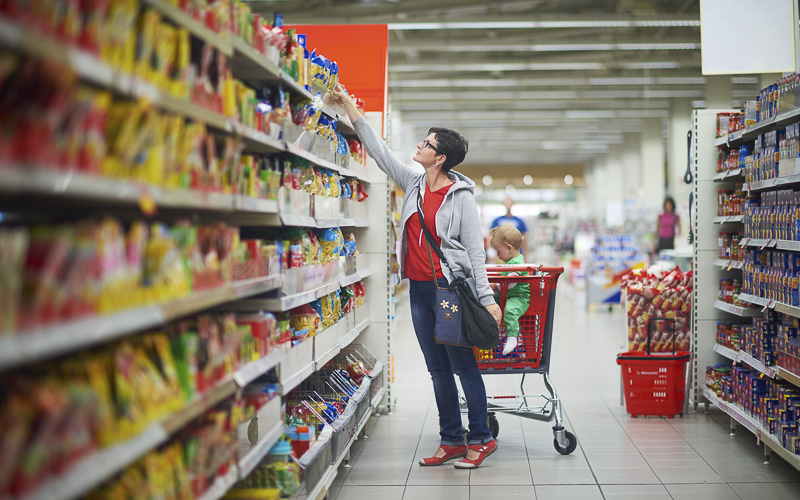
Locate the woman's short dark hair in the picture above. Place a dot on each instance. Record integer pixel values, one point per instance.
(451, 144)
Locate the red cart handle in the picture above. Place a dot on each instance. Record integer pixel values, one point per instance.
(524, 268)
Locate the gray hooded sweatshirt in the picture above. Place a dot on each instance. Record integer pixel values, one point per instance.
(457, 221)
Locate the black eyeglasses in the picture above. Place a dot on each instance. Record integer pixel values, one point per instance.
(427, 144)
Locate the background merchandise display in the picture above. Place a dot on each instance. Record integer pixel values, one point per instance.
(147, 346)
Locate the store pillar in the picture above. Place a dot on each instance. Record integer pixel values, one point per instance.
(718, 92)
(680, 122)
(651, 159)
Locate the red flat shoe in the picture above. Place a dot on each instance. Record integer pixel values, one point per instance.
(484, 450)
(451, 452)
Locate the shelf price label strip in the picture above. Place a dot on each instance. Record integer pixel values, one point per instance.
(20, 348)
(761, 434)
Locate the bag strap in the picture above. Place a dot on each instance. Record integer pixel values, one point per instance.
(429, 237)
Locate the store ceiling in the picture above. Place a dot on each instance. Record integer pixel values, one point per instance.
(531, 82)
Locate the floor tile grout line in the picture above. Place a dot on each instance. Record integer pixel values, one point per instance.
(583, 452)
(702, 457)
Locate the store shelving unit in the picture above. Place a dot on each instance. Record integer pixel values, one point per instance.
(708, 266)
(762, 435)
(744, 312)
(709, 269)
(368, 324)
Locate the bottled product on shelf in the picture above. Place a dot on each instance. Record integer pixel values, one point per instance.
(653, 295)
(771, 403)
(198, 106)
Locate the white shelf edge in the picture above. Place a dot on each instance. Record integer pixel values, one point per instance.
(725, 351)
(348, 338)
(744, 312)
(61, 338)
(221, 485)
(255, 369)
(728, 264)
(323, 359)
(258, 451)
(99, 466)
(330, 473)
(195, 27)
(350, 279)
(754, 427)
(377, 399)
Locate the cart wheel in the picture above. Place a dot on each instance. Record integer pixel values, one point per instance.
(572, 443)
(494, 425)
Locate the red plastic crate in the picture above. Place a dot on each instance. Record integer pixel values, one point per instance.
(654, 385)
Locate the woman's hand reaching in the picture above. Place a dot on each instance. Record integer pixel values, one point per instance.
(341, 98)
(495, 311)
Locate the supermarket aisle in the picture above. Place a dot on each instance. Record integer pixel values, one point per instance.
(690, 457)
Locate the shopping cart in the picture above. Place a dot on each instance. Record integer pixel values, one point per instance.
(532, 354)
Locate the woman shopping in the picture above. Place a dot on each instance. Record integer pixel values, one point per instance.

§ **Instructions to follow**:
The required result is an exact repetition of the lines from the one containing "Locate the bottled" through the last line of the data.

§ **Response area**:
Locate the bottled product on shelf in the picture above. Place a dot on each instance. Record integer pixel values, one point per instance.
(653, 295)
(771, 403)
(198, 106)
Locate the white shelf edge in the picture above. Place a dot on each instance. Record integer pixel values, one point per instance.
(725, 351)
(348, 338)
(744, 312)
(61, 338)
(221, 485)
(255, 369)
(728, 264)
(323, 359)
(258, 451)
(99, 466)
(330, 473)
(195, 27)
(350, 279)
(754, 427)
(377, 399)
Locate the cart wheel in the picture above. Place a dot on each instance. Record integer pixel values, one point per instance.
(572, 443)
(494, 425)
Locate the red plastic crate in the picture above. Place a dot on each instance. Record integer pixel values, one point per instance.
(654, 385)
Locate the woman's hand reaching in the picture above. Place a dot on each instance. Record integer pixel values, one point per instance.
(341, 98)
(495, 311)
Locate the supermarket aisle in the picture above. Place a dot on each instance. Record integer pixel values, one point per instance.
(690, 457)
Locate the shopping cart in the picture above. Place a dot on each instance. Record integer pixel values, one point per instance.
(532, 354)
Locate the woman shopping in the picture above. Place a dot on each instance. Record integer pixel values, one point per instance.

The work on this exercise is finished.